Copy out word for word the part of the rows that opens at the very first line and closes with the line containing "column 263, row 132", including that final line.

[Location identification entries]
════════════════════

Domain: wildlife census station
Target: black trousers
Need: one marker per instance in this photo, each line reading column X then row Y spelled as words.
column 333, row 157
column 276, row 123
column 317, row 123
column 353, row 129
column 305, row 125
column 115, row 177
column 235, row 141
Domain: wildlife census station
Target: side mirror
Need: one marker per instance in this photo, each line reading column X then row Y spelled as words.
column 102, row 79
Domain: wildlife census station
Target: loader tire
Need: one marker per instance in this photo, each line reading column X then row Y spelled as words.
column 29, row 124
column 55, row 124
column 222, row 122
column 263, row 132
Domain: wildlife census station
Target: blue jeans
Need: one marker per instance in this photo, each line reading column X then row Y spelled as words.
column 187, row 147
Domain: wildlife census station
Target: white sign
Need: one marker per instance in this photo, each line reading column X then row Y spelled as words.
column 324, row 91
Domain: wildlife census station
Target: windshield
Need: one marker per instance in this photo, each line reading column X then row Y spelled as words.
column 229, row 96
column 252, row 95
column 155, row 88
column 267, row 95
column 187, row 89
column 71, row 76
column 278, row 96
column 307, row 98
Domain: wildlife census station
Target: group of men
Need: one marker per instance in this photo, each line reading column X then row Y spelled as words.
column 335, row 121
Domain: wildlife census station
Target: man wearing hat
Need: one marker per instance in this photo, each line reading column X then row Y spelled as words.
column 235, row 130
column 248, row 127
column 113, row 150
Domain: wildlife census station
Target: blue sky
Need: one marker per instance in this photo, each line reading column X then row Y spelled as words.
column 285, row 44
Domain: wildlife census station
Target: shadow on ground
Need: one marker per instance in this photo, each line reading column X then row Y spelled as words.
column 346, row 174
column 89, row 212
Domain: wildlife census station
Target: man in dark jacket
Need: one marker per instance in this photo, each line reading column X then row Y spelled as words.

════════════════════

Result of this task:
Domain: wildlife census station
Target: black trousers
Need: one marker per instance in this photo, each line reading column X then row Y spelled as words.
column 333, row 157
column 276, row 123
column 317, row 123
column 353, row 129
column 305, row 125
column 115, row 177
column 235, row 141
Domain: wildlife census station
Target: side mirror
Need: one marker per instance in this photo, each line reading column X then row Y spelled as words.
column 102, row 79
Domain: wildlife census station
Target: loader tire
Need: one marker per instance in this photo, each line reading column X then row Y spelled as words.
column 29, row 124
column 55, row 124
column 222, row 122
column 263, row 132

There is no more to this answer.